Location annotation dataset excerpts
* * * *

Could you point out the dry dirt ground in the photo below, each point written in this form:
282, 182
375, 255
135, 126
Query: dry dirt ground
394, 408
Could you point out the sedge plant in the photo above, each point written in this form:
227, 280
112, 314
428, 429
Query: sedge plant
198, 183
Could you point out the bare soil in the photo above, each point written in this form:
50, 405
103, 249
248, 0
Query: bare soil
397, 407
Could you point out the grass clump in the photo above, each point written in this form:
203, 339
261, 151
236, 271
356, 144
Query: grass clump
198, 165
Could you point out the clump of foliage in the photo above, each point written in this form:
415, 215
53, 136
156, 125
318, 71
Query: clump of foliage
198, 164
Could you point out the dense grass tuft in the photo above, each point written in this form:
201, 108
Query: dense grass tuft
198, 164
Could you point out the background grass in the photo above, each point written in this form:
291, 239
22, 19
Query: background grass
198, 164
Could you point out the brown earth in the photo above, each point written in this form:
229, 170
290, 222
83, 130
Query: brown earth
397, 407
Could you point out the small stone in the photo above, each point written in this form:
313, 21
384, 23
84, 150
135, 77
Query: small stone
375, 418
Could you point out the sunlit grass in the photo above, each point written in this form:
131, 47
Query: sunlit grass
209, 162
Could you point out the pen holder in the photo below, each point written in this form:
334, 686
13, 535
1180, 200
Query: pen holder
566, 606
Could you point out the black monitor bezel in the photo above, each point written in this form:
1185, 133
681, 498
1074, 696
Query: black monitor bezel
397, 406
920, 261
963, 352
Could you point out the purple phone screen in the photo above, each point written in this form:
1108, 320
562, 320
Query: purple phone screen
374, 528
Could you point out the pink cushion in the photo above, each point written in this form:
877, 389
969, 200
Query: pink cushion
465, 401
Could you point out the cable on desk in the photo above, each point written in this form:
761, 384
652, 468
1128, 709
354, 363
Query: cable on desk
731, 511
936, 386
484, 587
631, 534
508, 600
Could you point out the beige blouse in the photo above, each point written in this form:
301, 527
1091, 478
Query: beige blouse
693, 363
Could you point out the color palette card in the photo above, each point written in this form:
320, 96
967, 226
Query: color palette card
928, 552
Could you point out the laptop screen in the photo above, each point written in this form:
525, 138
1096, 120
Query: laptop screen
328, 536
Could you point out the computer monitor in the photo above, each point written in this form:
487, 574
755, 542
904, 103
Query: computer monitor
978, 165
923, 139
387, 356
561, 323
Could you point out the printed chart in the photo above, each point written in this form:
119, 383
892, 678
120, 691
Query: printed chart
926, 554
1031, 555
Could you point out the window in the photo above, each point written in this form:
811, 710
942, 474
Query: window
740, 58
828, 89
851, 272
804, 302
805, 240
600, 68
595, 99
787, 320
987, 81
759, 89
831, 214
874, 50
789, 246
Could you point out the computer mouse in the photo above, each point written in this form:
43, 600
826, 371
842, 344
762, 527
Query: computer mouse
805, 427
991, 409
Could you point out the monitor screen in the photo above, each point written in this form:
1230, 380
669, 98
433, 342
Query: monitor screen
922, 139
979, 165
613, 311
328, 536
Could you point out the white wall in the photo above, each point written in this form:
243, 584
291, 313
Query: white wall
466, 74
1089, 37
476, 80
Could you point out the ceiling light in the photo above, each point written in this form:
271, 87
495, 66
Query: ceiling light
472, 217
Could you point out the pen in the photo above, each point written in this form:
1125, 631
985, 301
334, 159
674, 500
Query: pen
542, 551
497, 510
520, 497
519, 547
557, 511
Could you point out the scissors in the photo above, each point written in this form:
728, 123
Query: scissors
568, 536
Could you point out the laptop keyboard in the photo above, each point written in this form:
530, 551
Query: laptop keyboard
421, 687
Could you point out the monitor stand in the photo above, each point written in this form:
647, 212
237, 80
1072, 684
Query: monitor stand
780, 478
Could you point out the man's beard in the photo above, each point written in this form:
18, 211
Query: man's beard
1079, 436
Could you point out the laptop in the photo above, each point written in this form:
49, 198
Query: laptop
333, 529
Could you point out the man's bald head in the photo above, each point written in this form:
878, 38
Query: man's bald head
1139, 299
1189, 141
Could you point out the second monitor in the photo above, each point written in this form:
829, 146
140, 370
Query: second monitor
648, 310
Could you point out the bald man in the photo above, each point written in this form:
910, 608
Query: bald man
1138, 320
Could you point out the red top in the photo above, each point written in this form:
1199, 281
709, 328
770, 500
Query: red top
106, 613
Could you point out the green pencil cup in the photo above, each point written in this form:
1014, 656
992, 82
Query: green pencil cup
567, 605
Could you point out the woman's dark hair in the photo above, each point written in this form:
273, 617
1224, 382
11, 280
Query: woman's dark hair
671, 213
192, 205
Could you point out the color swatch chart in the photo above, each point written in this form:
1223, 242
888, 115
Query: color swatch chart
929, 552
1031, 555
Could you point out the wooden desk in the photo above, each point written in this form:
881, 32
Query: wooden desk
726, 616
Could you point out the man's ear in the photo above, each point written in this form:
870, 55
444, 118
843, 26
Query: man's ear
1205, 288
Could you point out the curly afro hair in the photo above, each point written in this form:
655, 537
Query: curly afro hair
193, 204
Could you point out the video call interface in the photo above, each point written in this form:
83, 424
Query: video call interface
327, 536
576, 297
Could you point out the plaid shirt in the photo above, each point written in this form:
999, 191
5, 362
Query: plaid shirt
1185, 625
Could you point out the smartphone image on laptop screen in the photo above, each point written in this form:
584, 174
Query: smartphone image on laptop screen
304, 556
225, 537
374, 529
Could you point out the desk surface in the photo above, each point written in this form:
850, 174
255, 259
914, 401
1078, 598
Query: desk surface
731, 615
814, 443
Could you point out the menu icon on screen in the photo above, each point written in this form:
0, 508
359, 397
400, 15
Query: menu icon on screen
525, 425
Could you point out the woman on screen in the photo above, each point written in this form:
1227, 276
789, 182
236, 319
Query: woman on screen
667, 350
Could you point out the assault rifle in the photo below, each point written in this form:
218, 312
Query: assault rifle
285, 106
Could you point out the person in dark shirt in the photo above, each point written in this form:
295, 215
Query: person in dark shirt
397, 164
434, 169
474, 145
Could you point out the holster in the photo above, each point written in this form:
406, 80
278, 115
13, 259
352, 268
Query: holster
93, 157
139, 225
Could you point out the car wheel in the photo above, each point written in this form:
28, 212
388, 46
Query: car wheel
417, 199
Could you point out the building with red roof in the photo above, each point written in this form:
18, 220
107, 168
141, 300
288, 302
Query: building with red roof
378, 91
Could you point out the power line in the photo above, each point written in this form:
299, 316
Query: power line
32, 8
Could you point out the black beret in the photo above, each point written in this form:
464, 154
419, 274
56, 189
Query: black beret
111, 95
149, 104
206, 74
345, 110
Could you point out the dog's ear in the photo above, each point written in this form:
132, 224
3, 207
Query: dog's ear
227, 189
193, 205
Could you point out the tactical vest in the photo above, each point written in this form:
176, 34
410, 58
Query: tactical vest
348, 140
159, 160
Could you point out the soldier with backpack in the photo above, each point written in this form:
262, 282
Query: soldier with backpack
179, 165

* * * *

TASK INSTRUCTIONS:
Copy the records above line for line, leaving every character unchanged.

FINISHED TASK:
Could you point out the dry dirt ground in the photo below, each point written in this form:
282, 182
375, 255
135, 126
Query: dry dirt ground
394, 408
Could you point out the sedge plant in the photo above, each point written in this form:
227, 280
112, 314
428, 429
Query: sedge plant
198, 183
Could you point out the bare soil in the photo above, each point written in this form:
50, 405
103, 249
248, 0
Query: bare soil
397, 407
Could you point out the grass clump in the photo above, each point written in this form:
203, 339
261, 151
236, 271
356, 144
Query: grass clump
198, 165
Could you point out the clump of foliage in the photo above, each point written in this form:
415, 215
53, 136
156, 125
318, 71
Query: clump of foliage
198, 164
Could you point out the dense grass tuft in the photo above, each point written in this form:
201, 108
Query: dense grass tuft
198, 164
Could you point out the background grass in the photo above, each point written in this form:
291, 239
22, 19
Query: background grass
198, 164
Could you point out the brown earth in the photo above, each point written in this form:
229, 170
290, 222
83, 130
Query: brown earth
397, 407
Could you point out the small stone in the photo above, each point written in this form:
313, 21
384, 23
84, 150
135, 77
Query: small stone
375, 418
Could you point out the sunlit grass in the photo above, each point written in this form:
131, 47
Query: sunlit grass
209, 162
Could you point out the pen holder in the photo below, each point written in this form:
334, 686
13, 535
1180, 200
Query: pen holder
566, 606
Could you point out the black monitor bezel in the photo above, each point written in this form:
1185, 133
681, 498
1074, 696
Query: black monitor bezel
397, 406
920, 261
963, 352
Could you point out the purple phone screen in the photo above, each point written in this form:
1108, 320
562, 320
Query: purple phone screen
374, 528
Could you point out the pink cushion in the photo above, each point written in this form:
877, 389
969, 200
Query: pink cushion
465, 401
Could you point out the cable on desk in the photo above, each point written in this form:
761, 384
652, 468
1128, 709
354, 363
Query: cable on desk
731, 511
936, 386
484, 587
631, 534
508, 600
Could you point out the beige blouse in the photo above, each point written in this form:
301, 527
1091, 478
Query: beige blouse
693, 363
Could you point out the color palette card in the photo above, each point written in this form:
320, 96
967, 226
Query: color palette card
928, 552
Could you point out the laptop screen in the photo above, each point written in this form:
525, 138
1096, 120
Query: laptop screen
328, 536
Could you point out the computer monitor in the photo above, each point written in this form:
487, 574
755, 542
904, 103
Query: computer monitor
978, 165
923, 139
387, 356
561, 323
Could you point out the printed chart in the photo above, each point written in this form:
119, 383
892, 678
120, 691
Query: printed chart
926, 554
1031, 555
Could you point out the window in the photo above, each point written in this form:
811, 710
942, 474
Query: window
740, 58
828, 89
851, 272
804, 302
805, 240
600, 68
595, 99
787, 320
987, 81
759, 89
831, 214
874, 50
789, 246
Could you point out the computer mouse in the photo above, each point written in this form:
43, 600
826, 371
842, 344
762, 527
Query: computer mouse
805, 427
991, 409
Could you point out the monitor screen in the photo above, each point written in this form:
1230, 380
669, 98
433, 342
Query: monitor screen
922, 139
979, 165
613, 311
328, 536
Could you point out the white wall in the photo above, each point written in this form:
243, 584
291, 313
Query: white wall
466, 74
1089, 37
476, 80
Could you point out the ceiling light in the photo above, each point written in this form:
271, 87
495, 66
Query: ceiling light
472, 217
Could you point out the pen in the photo above, each point written in this form:
1125, 631
985, 301
334, 159
674, 500
Query: pen
542, 551
497, 510
520, 497
519, 547
557, 511
Could you point out the scissors in the photo above, each point written in this form:
728, 123
Query: scissors
568, 536
Could you point out the laptop keyboard in the photo above, each point written in this form:
530, 551
Query: laptop keyboard
421, 687
Could you point out the monitor stand in the photo above, each point written in this form:
647, 212
237, 80
1072, 684
Query: monitor stand
780, 478
Could you point out the man's beard in the photo above, each point written in this form:
18, 211
Query: man's beard
1079, 436
Could you point out the laptop in the photo above, each point written in this form:
49, 198
Query: laptop
333, 529
Could you point out the man's bald head in the photo above, each point written in this form:
878, 38
Query: man's bald head
1139, 299
1189, 141
Could you point out the second monitor in the photo above, each point written in this form:
829, 146
140, 370
Query: second monitor
648, 310
Could you point out the bald man in the photo above, each point written in this form:
910, 608
Query: bald man
1138, 320
Could you point out the red top in the photo above, each point written in this form:
1199, 281
709, 328
770, 500
Query: red top
106, 613
Could you point out the green pencil cup in the photo above, each point written in this form:
1014, 656
992, 82
Query: green pencil cup
567, 605
Could you point out the woman's dark hair in the photo above, each point written in this form:
273, 617
1224, 382
11, 280
Query: woman's dark hair
671, 213
192, 205
Could you point out the color swatch chart in the photo above, each point written in this form:
1223, 242
888, 115
Query: color swatch chart
929, 552
1031, 555
Could you point out the wooden desk in the photo above, each point written in this form:
881, 32
Query: wooden desk
726, 616
Could you point out the man's ear in the photo above, each point written in this form:
870, 55
444, 118
843, 26
Query: man's ear
1205, 288
Could you point out the curly afro hair in the photo above, each point written in this form:
655, 537
Query: curly afro hair
193, 204
Could you point out the video call interface in the photo above, each point written in this form:
83, 424
Query: video call interface
327, 536
576, 297
Could you point out the plaid shirt in the photo above, each point written in this form:
999, 191
5, 362
Query: plaid shirt
1185, 625
Could you point out the smartphone image on laptop screen in the photo above, each point written in this form:
584, 174
Query: smartphone image on laptop screen
304, 556
225, 537
374, 529
Could you point out the desk surface in the photo above, each point written in this form:
850, 174
255, 259
914, 401
1078, 598
Query: desk surface
731, 615
814, 443
Could you point out the menu icon on screen in the photo above, each point written in this form:
0, 508
359, 397
400, 15
Query: menu icon on screen
525, 425
Could you point out the woman on screen in the photo above, each point written in this form:
1227, 276
789, 182
236, 319
Query: woman on screen
667, 350
Could you point out the assault rifle in the photo below, each point written in this form:
218, 312
Query: assault rifle
285, 106
Could you point out the person in dark shirt in the photo above, each point written in this form:
295, 215
Query: person in dark shirt
397, 164
434, 169
474, 145
Could you point out the holster in the photo above, each point written in this form:
406, 80
278, 115
13, 259
352, 268
Query: holster
93, 157
139, 225
Could you point out the car wheel in the photo above, each point written in this form:
28, 212
388, 46
Query: car wheel
417, 199
Could you point out the building with red roof in the photo above, each point written in this form:
18, 220
107, 168
141, 300
288, 302
Query: building with red roof
378, 91
Could you point out the power line in the photo above, each point written in this form:
299, 316
Query: power line
32, 8
Could you point out the black beret in the photo above, each point written in this form:
464, 154
419, 274
56, 189
Query: black beret
111, 95
149, 104
206, 74
345, 110
Could you point out the dog's ear in the photo above, each point written in this form:
132, 224
3, 207
Query: dog's ear
227, 189
193, 205
Could you point out the tactical vest in the photo above, each point written in this form:
176, 34
410, 58
Query: tactical vest
348, 140
159, 160
Could you point out the soldier with backpack in the photo above, each point written in this form:
262, 282
Query: soldier with backpack
179, 165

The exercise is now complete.